§ Your goal: Repeat the material exactly, every line of it.

□ □ □ □ □

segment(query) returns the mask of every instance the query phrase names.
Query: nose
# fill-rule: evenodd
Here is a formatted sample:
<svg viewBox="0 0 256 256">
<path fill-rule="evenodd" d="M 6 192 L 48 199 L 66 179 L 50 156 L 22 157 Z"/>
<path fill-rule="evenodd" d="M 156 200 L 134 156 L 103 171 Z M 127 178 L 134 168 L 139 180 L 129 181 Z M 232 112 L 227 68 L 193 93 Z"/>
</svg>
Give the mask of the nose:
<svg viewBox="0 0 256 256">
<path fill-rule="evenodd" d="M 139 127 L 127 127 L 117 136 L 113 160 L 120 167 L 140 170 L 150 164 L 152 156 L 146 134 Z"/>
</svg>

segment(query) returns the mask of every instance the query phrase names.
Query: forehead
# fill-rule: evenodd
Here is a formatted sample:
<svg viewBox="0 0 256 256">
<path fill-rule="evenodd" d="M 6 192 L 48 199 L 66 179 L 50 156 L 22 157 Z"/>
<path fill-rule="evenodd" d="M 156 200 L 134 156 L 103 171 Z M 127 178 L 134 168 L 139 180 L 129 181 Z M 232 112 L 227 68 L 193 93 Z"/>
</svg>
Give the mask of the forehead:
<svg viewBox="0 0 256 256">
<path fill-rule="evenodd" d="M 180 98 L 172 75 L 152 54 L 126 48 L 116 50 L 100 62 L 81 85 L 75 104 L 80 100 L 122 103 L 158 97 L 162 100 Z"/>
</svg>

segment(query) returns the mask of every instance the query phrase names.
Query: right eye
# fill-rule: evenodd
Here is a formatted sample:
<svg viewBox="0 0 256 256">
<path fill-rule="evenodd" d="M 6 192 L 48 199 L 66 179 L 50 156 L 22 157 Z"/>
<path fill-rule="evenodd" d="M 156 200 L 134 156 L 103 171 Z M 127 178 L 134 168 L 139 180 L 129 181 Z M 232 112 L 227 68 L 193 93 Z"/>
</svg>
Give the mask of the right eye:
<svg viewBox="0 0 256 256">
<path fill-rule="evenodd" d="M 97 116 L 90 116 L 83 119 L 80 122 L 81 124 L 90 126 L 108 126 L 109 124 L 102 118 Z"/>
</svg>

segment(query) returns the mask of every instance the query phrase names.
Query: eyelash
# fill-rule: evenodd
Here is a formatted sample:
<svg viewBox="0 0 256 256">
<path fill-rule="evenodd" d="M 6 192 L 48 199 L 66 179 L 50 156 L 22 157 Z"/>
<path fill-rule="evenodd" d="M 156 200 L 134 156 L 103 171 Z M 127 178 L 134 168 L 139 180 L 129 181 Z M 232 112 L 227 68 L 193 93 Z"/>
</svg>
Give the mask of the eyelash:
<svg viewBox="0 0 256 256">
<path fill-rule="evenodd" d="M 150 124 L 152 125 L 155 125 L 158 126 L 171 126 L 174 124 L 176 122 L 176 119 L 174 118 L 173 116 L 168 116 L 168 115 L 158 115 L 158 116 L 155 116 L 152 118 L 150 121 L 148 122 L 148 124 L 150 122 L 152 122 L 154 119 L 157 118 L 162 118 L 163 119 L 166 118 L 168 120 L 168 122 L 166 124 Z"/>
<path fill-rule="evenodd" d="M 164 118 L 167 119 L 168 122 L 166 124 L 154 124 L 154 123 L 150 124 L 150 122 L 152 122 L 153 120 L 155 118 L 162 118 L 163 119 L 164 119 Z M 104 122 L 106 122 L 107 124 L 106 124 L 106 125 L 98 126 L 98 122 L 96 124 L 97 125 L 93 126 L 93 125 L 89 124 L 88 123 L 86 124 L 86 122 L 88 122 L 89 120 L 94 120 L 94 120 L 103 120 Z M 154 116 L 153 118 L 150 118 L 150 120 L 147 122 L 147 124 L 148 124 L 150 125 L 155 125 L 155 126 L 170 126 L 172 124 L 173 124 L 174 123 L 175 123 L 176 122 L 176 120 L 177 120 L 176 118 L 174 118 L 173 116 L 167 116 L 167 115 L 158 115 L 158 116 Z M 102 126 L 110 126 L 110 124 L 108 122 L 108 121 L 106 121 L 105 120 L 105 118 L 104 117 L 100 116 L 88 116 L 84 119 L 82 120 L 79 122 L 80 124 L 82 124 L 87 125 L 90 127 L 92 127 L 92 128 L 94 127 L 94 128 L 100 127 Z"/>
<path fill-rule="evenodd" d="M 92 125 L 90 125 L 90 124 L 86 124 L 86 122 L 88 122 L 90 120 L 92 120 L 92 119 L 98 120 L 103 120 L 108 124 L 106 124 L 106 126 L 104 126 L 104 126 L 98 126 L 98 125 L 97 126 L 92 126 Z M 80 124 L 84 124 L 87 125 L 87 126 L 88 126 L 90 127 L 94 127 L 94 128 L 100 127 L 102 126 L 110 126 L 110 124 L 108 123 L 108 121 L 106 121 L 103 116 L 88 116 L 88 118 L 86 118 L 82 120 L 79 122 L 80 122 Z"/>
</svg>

□ □ □ □ □

§ Result of this task:
segment(query) returns the mask of every instance the query phrase names.
Query: nose
# fill-rule: evenodd
Here is a formatted sample:
<svg viewBox="0 0 256 256">
<path fill-rule="evenodd" d="M 6 192 L 48 199 L 66 179 L 50 156 L 22 157 Z"/>
<path fill-rule="evenodd" d="M 156 200 L 134 156 L 103 171 Z M 127 178 L 134 168 L 139 180 L 129 181 Z M 232 112 L 227 68 L 193 93 Z"/>
</svg>
Give the mask of the nose:
<svg viewBox="0 0 256 256">
<path fill-rule="evenodd" d="M 139 127 L 127 127 L 117 136 L 113 160 L 120 167 L 140 170 L 150 164 L 152 156 L 146 134 Z"/>
</svg>

segment(query) returns the mask of every instance the query phrase names.
Query: forehead
# fill-rule: evenodd
Here is a formatted sample:
<svg viewBox="0 0 256 256">
<path fill-rule="evenodd" d="M 6 192 L 48 199 L 66 179 L 50 156 L 22 157 Z"/>
<path fill-rule="evenodd" d="M 156 200 L 134 156 L 103 171 Z M 127 178 L 134 168 L 139 180 L 129 181 Z M 232 112 L 227 68 L 193 93 Z"/>
</svg>
Give the mask of the forehead:
<svg viewBox="0 0 256 256">
<path fill-rule="evenodd" d="M 180 98 L 172 75 L 152 54 L 126 48 L 116 50 L 100 62 L 81 85 L 75 104 L 80 100 L 122 103 L 158 97 L 162 100 Z"/>
</svg>

segment(query) returns the mask of every instance the query phrase names.
Query: right eye
# fill-rule: evenodd
Here is a formatted sample:
<svg viewBox="0 0 256 256">
<path fill-rule="evenodd" d="M 6 192 L 48 199 L 66 179 L 50 156 L 22 157 Z"/>
<path fill-rule="evenodd" d="M 156 200 L 134 156 L 103 171 Z M 127 178 L 134 168 L 139 180 L 129 181 Z M 232 112 L 227 68 L 193 93 Z"/>
</svg>
Give the mask of the right eye:
<svg viewBox="0 0 256 256">
<path fill-rule="evenodd" d="M 97 116 L 90 116 L 83 119 L 80 122 L 81 124 L 90 126 L 108 126 L 109 124 L 102 118 Z"/>
</svg>

segment(query) returns the mask of every instance the query phrase names.
Query: eyelash
# fill-rule: evenodd
Here is a formatted sample:
<svg viewBox="0 0 256 256">
<path fill-rule="evenodd" d="M 6 192 L 48 199 L 66 179 L 50 156 L 22 157 Z"/>
<path fill-rule="evenodd" d="M 156 200 L 134 156 L 103 171 Z M 127 178 L 134 168 L 139 180 L 129 181 Z M 232 112 L 227 68 L 193 93 Z"/>
</svg>
Give the mask of the eyelash:
<svg viewBox="0 0 256 256">
<path fill-rule="evenodd" d="M 150 124 L 152 125 L 155 125 L 158 126 L 171 126 L 174 124 L 176 122 L 176 119 L 174 118 L 173 116 L 168 116 L 168 115 L 158 115 L 158 116 L 155 116 L 152 118 L 150 121 L 148 122 L 148 124 L 150 122 L 152 122 L 154 119 L 157 118 L 162 118 L 163 119 L 166 118 L 168 120 L 168 122 L 166 124 Z"/>
<path fill-rule="evenodd" d="M 164 118 L 167 119 L 168 122 L 166 124 L 154 124 L 154 123 L 150 124 L 150 122 L 152 122 L 153 120 L 155 118 L 162 118 L 163 119 L 164 119 Z M 104 122 L 106 122 L 107 124 L 106 124 L 106 125 L 98 126 L 98 122 L 96 124 L 97 125 L 93 126 L 93 125 L 89 124 L 88 123 L 86 124 L 86 122 L 88 122 L 89 120 L 94 120 L 94 120 L 103 120 Z M 154 116 L 153 118 L 150 118 L 150 120 L 147 122 L 147 124 L 148 124 L 150 125 L 155 125 L 155 126 L 170 126 L 172 124 L 173 124 L 174 123 L 175 123 L 176 122 L 176 120 L 177 120 L 176 118 L 174 118 L 173 116 L 167 116 L 167 115 L 158 115 L 158 116 Z M 102 126 L 110 126 L 110 124 L 108 122 L 108 121 L 106 121 L 105 120 L 105 118 L 104 117 L 100 116 L 88 116 L 84 119 L 82 120 L 79 122 L 80 124 L 82 124 L 87 125 L 90 127 L 92 127 L 92 128 L 94 127 L 94 128 L 100 127 Z"/>
<path fill-rule="evenodd" d="M 92 125 L 90 125 L 90 124 L 86 124 L 86 122 L 88 122 L 90 120 L 92 120 L 92 119 L 98 120 L 103 120 L 108 124 L 106 124 L 106 126 L 104 126 L 104 126 L 98 126 L 98 125 L 97 126 L 92 126 Z M 80 124 L 84 124 L 87 125 L 87 126 L 88 126 L 90 127 L 94 127 L 94 128 L 100 127 L 102 126 L 110 126 L 110 124 L 108 123 L 108 121 L 106 121 L 103 116 L 88 116 L 88 118 L 86 118 L 82 120 L 79 122 L 80 122 Z"/>
</svg>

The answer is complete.